**INFORMATION SHOWN**:
________________________________________

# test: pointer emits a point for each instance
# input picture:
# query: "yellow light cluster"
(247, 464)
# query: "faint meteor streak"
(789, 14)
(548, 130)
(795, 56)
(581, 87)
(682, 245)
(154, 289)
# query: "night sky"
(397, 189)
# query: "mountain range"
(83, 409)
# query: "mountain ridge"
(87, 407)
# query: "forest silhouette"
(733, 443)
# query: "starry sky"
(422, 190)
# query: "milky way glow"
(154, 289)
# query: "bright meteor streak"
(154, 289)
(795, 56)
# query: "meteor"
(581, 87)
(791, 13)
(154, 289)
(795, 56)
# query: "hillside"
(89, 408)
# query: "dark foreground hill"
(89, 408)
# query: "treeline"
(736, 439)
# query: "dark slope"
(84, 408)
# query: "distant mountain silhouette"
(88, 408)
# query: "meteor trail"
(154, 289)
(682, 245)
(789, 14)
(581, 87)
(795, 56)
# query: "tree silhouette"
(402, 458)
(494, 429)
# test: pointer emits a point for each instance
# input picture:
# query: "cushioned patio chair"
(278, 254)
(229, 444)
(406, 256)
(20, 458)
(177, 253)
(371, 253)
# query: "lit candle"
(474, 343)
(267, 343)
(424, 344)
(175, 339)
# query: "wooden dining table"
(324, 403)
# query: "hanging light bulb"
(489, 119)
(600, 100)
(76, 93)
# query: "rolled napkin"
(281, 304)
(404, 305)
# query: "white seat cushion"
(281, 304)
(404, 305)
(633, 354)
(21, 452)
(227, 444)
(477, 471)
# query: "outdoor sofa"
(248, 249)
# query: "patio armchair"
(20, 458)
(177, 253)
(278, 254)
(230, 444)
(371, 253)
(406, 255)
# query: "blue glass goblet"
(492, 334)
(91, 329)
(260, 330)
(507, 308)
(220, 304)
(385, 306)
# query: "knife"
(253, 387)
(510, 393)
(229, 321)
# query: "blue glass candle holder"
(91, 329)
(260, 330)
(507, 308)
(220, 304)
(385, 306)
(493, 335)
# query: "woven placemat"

________________________________________

**REQUIRED WORK**: Pick out and copy every line of the records that contains the string "blue", treating uppercase and lowercase as different.

**COMPLETE RESPONSE**:
# query: "blue glass goblet"
# query: "blue glass candle holder"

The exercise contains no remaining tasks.